- _抜粋_:
TAKE IT LIKE A MAN - 和訳 ボーイ・ジョージの自叙伝 第一章
プロローグに続き、自叙伝の第一章(チャプター1)です。
第一章は、ボーイ・ジョージの両親の馴れ初めと、ボーイが1歳までのお話しです。
ここまで手打ちでテキストを起こしましたが、第二章からはグーグルドライブで起こす予定です。
これで少しは肩こり・眼精疲労から解放される。
この章は短いので、助かりました。
Chapter 1
第一章
なんの天罰か、僕の母ダイナに傷心の出来事がもたらされたのは、イギリスより海を越えた場所、アイルランドは1958年、彼女が18歳の時だった。
彼女の最初の子が出来て、誕生したのは結婚前で、それが僕の兄リチャードだ。
このことは、ダイナの将来に問題を山積し、障壁を創り出したが、決してそれらを信じないことで、彼女は心の均衡を保った。
そうでなければ、彼女は壊れてしまっただろう。
アイルランドでは、婚前交渉はひどく軽蔑されていたんだ。
未婚の母より悪いものは、ほとんど無いとされていた。
ダイナはすでに丸9か月、妊娠を隠して過ごした。
彼女は、家族を失望させてしまうと心を痛めていた。
彼女は、もはやどんな男性も自分を相手にしてくれないと考え、たとえ好意を持ってくれたとしても、彼らは、どこの馬の骨とも知れない相手との子どもに対して、責任を取ってくれないだろうと、彼女は確信していた。
リチャードを育てることは、ダイナの母、ブリジット・グリンによって引き継がれた。
この頑固な母親(※リチャードの祖母)は、6人の娘と、2人の息子を彼女自身で育て上げ、育児に関して十分な知識を要していた。
ダイナは新聞広告で、ロンドン南東で、郊外に位置するウーリッジに住む、ウェリントン侯爵夫人の下で、住み込みの女性バーテンダーの募集を見つけ、応募した。
彼女はリチャードを育てると共に、自立するためにたくさん働いて、充分なお金を貯めようと計画したのだ。
ウーリッジは1950年代初頭から、治安の悪い、粗暴な駐屯都市だった。
新兵たちと一般人は、地元に住む女性をめぐって、しょっちゅう乱闘さわぎを起こしていた。
街路は黄金で舗装されるどころか、血塗れと化していた。
ウーリッジは、戦後の不況と、深刻な失業に陥っていたが、この状況は、ダイナが到着する時までには、少し変わっていた。
フランコ・グリン(僕の母方の祖父のこと)は、ダイナがアイルランドを離れることだけに賛同していた。
と、いうのは、彼はダイナが夜間に働くことを知っていたからだ。
侯爵夫人の私設パブは、アイルランド人で賑わい、ロンドンのウエストエンドからこぼれる、都会の歓楽街の明かりから遠く離れていた。
ダイナは朝8時から、夜11時まで働き、1週間で2ポンド9シリング稼いだ。

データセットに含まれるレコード
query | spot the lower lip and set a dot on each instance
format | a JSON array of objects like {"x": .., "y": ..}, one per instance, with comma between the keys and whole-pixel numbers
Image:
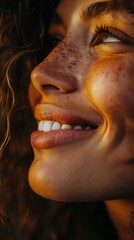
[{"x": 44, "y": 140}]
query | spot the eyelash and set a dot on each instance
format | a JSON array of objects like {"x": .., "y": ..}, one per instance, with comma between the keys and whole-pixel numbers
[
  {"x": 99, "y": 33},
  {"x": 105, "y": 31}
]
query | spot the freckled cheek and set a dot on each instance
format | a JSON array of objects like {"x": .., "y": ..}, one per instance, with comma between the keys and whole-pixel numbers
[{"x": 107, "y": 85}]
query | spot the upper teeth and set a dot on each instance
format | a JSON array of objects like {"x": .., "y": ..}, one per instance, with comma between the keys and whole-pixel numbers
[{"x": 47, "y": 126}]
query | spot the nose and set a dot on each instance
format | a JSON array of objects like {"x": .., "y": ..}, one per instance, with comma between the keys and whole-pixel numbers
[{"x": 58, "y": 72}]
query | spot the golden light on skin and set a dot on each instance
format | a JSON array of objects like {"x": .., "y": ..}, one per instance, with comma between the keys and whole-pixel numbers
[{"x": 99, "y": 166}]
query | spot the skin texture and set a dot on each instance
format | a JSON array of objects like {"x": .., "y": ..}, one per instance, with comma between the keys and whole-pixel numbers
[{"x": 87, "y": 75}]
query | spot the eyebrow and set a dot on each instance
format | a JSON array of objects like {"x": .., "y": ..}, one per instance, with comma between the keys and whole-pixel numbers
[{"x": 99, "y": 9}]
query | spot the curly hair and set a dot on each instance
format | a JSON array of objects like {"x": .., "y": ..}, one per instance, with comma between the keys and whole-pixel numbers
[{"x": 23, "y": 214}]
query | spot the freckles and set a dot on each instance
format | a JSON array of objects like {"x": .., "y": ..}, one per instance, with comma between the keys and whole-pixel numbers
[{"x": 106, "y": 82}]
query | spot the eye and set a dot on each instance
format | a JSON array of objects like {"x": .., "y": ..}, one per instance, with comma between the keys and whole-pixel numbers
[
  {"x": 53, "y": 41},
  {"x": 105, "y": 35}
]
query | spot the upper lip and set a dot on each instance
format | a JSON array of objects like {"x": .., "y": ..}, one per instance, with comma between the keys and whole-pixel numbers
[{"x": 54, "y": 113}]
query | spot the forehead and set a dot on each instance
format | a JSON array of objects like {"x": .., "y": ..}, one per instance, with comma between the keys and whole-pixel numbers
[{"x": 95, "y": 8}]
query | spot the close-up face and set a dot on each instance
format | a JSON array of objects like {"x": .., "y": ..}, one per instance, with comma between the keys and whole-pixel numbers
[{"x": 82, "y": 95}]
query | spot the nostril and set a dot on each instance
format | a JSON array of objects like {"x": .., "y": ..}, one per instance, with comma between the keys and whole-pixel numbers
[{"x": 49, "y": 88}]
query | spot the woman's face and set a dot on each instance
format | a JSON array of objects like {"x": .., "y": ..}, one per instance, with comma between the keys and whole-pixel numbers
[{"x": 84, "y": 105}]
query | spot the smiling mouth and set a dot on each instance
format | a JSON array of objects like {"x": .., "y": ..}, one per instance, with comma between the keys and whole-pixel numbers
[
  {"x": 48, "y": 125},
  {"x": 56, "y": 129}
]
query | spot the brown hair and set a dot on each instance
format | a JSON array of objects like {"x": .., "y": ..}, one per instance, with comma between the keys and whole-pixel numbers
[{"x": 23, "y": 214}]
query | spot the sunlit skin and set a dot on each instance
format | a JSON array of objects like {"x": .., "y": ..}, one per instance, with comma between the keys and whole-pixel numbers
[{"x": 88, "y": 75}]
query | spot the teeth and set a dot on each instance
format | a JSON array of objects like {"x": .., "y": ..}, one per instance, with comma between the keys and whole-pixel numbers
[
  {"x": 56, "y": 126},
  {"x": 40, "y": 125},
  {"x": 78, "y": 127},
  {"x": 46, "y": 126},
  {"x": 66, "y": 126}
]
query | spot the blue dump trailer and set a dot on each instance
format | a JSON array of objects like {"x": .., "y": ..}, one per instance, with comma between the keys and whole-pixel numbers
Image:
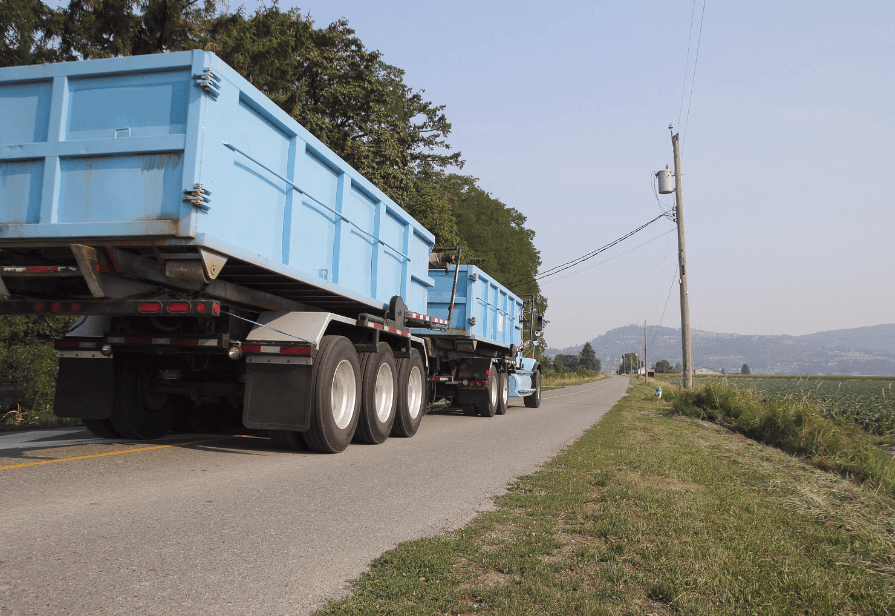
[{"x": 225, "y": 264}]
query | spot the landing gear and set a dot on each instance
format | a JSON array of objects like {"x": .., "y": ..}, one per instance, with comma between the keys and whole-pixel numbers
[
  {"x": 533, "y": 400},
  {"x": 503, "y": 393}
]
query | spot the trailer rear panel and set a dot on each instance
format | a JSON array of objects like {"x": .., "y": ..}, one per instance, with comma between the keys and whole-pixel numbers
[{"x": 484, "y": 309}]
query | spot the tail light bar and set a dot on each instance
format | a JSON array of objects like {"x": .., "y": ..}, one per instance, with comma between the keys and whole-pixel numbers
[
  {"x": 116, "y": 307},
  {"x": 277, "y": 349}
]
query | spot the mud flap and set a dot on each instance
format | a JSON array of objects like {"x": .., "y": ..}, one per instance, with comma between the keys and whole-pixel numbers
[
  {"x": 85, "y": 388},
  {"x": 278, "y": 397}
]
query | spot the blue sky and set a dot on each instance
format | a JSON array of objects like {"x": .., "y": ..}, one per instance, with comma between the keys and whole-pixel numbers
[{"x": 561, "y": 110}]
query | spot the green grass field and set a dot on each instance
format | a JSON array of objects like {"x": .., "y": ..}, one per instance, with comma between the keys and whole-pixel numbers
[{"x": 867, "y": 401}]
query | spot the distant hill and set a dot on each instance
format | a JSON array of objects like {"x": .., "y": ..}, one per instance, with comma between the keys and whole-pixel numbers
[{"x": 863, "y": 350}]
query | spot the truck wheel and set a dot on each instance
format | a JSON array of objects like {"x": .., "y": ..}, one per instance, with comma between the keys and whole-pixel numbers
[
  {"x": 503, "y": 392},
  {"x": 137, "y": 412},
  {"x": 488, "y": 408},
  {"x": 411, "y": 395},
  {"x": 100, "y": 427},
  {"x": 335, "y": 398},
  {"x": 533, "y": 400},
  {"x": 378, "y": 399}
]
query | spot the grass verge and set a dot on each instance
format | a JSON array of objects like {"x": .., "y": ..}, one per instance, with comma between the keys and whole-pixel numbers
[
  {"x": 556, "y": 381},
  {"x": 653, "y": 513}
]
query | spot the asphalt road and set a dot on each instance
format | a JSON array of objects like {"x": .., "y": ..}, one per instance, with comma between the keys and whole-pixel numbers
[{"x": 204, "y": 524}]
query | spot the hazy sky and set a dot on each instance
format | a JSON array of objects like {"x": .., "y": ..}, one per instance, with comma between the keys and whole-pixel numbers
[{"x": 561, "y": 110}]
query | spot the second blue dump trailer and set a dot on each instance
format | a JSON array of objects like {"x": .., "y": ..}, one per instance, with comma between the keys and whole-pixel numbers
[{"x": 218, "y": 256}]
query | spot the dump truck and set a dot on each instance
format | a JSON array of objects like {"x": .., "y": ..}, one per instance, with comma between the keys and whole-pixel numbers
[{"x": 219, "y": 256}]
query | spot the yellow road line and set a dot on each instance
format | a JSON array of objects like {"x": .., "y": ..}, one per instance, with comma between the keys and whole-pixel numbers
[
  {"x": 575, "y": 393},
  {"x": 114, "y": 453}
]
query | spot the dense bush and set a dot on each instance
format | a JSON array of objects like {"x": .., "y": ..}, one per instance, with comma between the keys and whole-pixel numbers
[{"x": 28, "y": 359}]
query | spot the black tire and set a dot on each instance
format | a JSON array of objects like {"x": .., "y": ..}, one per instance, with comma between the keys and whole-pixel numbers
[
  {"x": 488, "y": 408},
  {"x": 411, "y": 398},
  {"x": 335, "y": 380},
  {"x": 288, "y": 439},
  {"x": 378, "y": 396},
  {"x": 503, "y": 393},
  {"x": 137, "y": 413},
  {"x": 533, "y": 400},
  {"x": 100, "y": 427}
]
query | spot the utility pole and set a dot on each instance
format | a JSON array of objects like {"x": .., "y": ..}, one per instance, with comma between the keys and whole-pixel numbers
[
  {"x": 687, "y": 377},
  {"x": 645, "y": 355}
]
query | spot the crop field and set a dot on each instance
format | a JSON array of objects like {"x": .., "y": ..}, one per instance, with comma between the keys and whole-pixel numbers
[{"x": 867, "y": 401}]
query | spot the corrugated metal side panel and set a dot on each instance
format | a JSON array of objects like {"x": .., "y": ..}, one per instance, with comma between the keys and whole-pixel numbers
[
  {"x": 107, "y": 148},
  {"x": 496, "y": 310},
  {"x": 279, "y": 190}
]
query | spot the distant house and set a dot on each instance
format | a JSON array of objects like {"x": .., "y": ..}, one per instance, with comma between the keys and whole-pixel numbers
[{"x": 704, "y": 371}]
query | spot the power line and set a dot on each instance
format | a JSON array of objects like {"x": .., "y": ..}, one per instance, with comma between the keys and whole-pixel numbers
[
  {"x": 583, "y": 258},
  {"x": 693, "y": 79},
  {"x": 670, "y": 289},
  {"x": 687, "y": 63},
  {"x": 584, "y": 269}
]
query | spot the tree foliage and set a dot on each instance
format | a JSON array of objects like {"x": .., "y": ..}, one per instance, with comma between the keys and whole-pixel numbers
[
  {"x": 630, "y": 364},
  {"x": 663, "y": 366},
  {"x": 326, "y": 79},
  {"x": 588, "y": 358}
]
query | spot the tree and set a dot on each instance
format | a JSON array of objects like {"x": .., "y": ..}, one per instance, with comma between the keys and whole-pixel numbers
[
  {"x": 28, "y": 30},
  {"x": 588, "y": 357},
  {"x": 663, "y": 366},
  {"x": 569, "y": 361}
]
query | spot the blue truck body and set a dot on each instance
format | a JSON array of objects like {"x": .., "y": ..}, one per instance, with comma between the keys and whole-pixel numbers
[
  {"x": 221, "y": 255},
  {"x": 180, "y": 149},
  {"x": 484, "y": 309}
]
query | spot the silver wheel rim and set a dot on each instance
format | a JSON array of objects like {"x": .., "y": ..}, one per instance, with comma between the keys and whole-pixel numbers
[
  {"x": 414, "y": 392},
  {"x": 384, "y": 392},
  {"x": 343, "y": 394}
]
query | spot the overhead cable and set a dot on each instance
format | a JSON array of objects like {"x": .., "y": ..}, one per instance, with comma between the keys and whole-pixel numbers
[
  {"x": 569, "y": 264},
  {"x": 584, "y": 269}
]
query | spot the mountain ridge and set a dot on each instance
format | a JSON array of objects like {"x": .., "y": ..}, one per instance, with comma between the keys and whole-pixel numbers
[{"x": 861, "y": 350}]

--

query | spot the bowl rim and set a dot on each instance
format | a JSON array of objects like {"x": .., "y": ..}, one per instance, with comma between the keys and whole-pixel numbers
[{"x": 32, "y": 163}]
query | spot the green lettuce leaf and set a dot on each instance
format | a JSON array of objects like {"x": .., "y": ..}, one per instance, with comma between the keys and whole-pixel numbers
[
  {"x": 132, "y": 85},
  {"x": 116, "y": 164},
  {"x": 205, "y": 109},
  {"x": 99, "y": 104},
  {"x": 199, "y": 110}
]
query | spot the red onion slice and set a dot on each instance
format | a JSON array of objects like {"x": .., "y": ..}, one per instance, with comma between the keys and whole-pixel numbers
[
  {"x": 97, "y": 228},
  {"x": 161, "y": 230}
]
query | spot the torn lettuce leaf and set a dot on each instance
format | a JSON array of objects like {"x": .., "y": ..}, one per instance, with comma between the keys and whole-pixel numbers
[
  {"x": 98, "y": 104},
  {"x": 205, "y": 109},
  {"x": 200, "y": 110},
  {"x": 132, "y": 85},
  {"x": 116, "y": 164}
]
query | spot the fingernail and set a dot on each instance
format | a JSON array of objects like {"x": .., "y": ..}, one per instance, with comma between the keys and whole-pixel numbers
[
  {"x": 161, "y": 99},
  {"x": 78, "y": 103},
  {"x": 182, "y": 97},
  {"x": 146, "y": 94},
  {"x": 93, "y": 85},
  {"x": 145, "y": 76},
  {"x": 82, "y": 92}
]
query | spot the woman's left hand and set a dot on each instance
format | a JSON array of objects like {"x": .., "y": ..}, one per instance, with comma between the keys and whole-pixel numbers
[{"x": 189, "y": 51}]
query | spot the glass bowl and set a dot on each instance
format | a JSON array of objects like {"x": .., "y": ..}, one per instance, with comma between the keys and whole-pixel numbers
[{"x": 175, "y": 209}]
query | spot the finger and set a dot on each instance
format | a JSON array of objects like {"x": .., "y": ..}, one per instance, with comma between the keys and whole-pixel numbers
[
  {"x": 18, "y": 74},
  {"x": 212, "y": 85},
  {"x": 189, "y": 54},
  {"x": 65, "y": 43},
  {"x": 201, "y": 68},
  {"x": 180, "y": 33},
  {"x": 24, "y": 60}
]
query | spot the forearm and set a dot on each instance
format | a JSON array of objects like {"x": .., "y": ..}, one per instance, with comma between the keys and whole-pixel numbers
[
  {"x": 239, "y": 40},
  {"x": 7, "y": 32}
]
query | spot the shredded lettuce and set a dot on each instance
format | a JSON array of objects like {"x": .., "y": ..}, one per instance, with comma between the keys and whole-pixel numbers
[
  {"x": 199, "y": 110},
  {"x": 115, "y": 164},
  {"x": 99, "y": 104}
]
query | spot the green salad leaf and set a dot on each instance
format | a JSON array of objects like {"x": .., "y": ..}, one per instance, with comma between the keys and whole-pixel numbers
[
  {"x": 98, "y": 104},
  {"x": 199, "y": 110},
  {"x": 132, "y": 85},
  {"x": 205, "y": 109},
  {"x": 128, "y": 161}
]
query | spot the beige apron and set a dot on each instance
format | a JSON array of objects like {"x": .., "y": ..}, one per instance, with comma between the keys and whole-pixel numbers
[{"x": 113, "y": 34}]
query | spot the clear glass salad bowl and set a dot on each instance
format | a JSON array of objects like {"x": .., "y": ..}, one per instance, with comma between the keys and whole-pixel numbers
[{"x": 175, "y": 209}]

- _指示_:
1 – 自叙伝の和訳の第一章本文で、語り手の家族として名前が出てくる人物を、語り手から見た続柄とあわせてすべて挙げてください。
2 – 自叙伝の和訳を、「そうでなければ、彼女は壊れてしまっただろう。」から「ーの募集を見つけ、応募した。」まで一字一句そのまま書き写してください。
3 – 自叙伝の和訳の第一章本文を二文で要約してください。

- _解答_:
1 –
ダイナ(母)
リチャード(兄)
ブリジット・グリン(母方の祖母。ダイナの母)
フランコ・グリン(母方の祖父)

2 –
そうでなければ、彼女は壊れてしまっただろう。
アイルランドでは、婚前交渉はひどく軽蔑されていたんだ。
未婚の母より悪いものは、ほとんど無いとされていた。
ダイナはすでに丸9か月、妊娠を隠して過ごした。
彼女は、家族を失望させてしまうと心を痛めていた。
彼女は、もはやどんな男性も自分を相手にしてくれないと考え、たとえ好意を持ってくれたとしても、彼らは、どこの馬の骨とも知れない相手との子どもに対して、責任を取ってくれないだろうと、彼女は確信していた。
リチャードを育てることは、ダイナの母、ブリジット・グリンによって引き継がれた。
この頑固な母親(※リチャードの祖母)は、6人の娘と、2人の息子を彼女自身で育て上げ、育児に関して十分な知識を要していた。
ダイナは新聞広告で、ロンドン南東で、郊外に位置するウーリッジに住む、ウェリントン侯爵夫人の下で、住み込みの女性バーテンダーの募集を見つけ、応募した。

3 – 1958年、アイルランドで18歳のダイナは結婚前に長男リチャードを産みました。婚前交渉が強く軽蔑される社会で、リチャードの養育はダイナの母ブリジット・グリンに引き継がれ、ダイナは新聞広告で見つけたウーリッジのウェリントン侯爵夫人の下での住み込みバーテンダーの仕事に応募し、朝8時から夜11時まで働いて週に2ポンド9シリングを稼ぎました。